**WRITTEN TASK 1**
Answer these questions using the post on region segmentation:
(a) What is the basic definition of a region?
(b) What event is the Image Processing class canceled in conjunction with?
(c) What is the usual output of the segmentation step?
**WRITTEN TASK 2**
Write out part of the region segmentation post word for word. Begin at the words "Friday, 27 April" and stop after "in a scene.".
**WRITTEN TASK 3**
Extend the post on region segmentation, picking up right after its final sentence.

>> START SOURCE TEXT

Image Processing And Pattern Recognition (BITI3313): April 2012

Friday, 27 April 2012

Region Segmentation

Hai, we meet again in this new post..

In conjunction with Labor Day next week, Image Processing class has been cancelled. But, our lovely lecturer has an ASSIGNMENT for us on that HOLIDAY.

Thus, in this post, we gonna discuss about REGION SEGMENTATION.

What is a Region?

Basic definition : a group of connected pixels with similar properties.
Important in interpreting an image because they may correspond to objects in a scene.
For correct interpretation, image must be partitioned into regions that correspond to objects or parts of an object.

What is Segmentation?

Another way of extracting and representing information from an image is to group pixels together into regions of similarity.
If an image has been preprocessed appropriately to remove noise and artifacts, segmentation is often the key step in interpreting the image.
Image segmentation is a process in which regions or features sharing similar characteristics are identified and grouped together.
Image segmentation may use statistical classification, thresholding, edge detection, region detection, or any combination of these techniques.
The output of the segmentation step is usually a set of classified elements.

>> END SOURCE TEXT
>> START ROWS

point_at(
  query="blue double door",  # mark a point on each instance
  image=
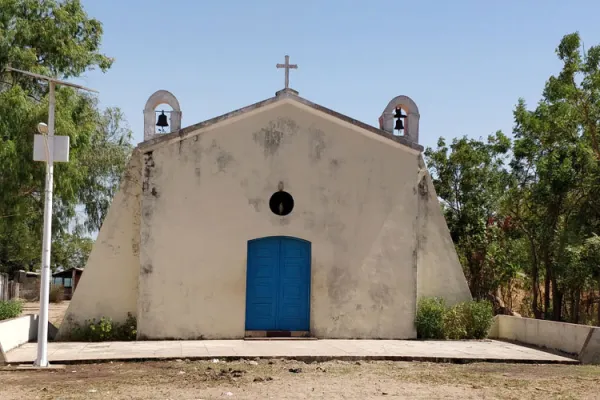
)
(278, 284)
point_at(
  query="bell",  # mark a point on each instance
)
(162, 120)
(399, 117)
(399, 125)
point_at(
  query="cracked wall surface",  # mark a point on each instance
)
(109, 284)
(354, 201)
(173, 247)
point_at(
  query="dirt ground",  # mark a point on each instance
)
(56, 311)
(279, 379)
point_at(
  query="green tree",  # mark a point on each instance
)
(470, 178)
(54, 38)
(555, 172)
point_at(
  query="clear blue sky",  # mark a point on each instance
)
(464, 62)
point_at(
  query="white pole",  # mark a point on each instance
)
(42, 355)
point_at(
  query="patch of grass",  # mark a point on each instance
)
(10, 309)
(468, 320)
(104, 330)
(57, 294)
(430, 318)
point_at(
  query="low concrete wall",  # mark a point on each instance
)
(18, 331)
(581, 341)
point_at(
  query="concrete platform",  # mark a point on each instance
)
(320, 350)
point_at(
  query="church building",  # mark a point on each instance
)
(282, 218)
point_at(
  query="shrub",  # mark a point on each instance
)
(478, 317)
(57, 294)
(430, 318)
(104, 330)
(455, 323)
(10, 309)
(468, 320)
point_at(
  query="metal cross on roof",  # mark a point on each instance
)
(287, 67)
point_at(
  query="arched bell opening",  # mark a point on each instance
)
(162, 114)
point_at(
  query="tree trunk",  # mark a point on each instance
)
(535, 281)
(547, 279)
(575, 305)
(556, 302)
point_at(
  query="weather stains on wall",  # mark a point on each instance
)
(317, 143)
(275, 134)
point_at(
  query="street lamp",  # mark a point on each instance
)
(50, 149)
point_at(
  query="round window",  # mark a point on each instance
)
(281, 203)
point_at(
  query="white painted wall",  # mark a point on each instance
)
(569, 338)
(17, 331)
(439, 271)
(108, 285)
(357, 201)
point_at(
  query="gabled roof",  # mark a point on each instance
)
(282, 95)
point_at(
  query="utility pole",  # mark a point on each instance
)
(48, 148)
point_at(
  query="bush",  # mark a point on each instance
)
(104, 330)
(430, 318)
(468, 320)
(478, 318)
(57, 294)
(10, 309)
(455, 323)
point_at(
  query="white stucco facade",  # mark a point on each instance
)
(178, 230)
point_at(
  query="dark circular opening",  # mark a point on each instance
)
(281, 203)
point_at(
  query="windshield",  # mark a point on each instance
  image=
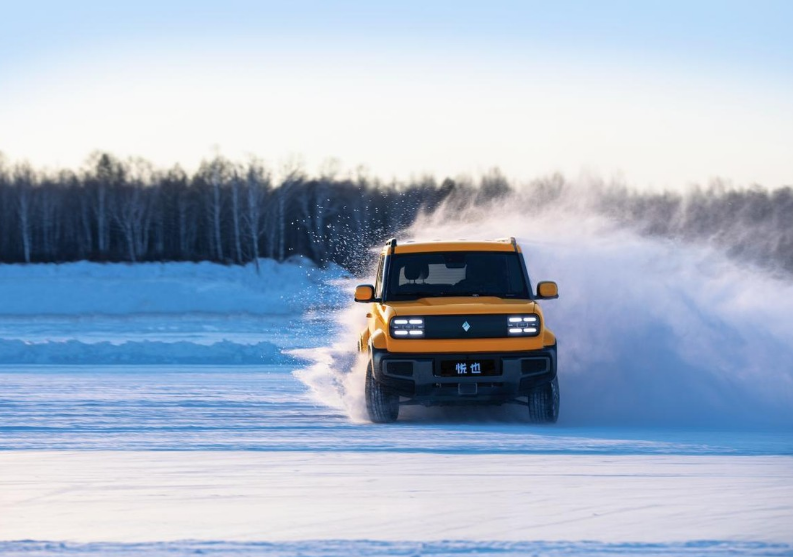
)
(425, 275)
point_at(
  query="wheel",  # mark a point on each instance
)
(382, 406)
(544, 403)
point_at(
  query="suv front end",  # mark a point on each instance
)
(456, 323)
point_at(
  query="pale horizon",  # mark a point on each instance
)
(655, 97)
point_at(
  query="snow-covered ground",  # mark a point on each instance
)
(198, 409)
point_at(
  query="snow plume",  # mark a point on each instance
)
(336, 374)
(651, 331)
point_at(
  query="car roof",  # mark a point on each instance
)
(500, 245)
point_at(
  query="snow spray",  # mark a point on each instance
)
(651, 332)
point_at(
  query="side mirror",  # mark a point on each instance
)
(364, 293)
(547, 290)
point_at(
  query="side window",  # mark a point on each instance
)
(378, 285)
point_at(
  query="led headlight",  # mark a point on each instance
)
(523, 325)
(407, 327)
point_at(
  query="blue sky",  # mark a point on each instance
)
(660, 94)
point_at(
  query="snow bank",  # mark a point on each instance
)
(118, 288)
(172, 313)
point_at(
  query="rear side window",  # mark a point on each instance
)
(378, 284)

>> END ROWS

**RESPONSE 1**
(a) A group of connected pixels with similar properties.
(b) Labor Day next week.
(c) A set of classified elements.

**RESPONSE 2**
Friday, 27 April 2012

Region Segmentation

Hai, we meet again in this new post..

In conjunction with Labor Day next week, Image Processing class has been cancelled. But, our lovely lecturer has an ASSIGNMENT for us on that HOLIDAY.

Thus, in this post, we gonna discuss about REGION SEGMENTATION.

What is a Region?

Basic definition : a group of connected pixels with similar properties.
Important in interpreting an image because they may correspond to objects in a scene.

**RESPONSE 3**
Most segmentation techniques are either region-based or edge-based.

Edge-based techniques rely on discontinuities in image values between distinct regions, and the goal of the segmentation algorithm is to accurately demarcate the boundary separating these regions.

Region-based techniques rely on common patterns in intensity values within a cluster of neighboring pixels.
The cluster is referred to as the region, and the goal of the segmentation algorithm is to group regions according to their anatomical or functional roles.
Important principles:-

Value similarity - Gray value differences

- Gray value variance

Spatial Proximity - Euclidean distance

- Compactness of a region

Region-based segmentation methods attempt to partition or group regions according to common image properties. These image properties consist of :

Intensity values from original images, or computed values based on an image operator
Textures or patterns that are unique to each type of region
Spectral profiles that provide multidimensional image data

Elaborate systems may use a combination of these properties to segment images, while simpler systems may be restricted to a minimal set on properties depending of the type of data available.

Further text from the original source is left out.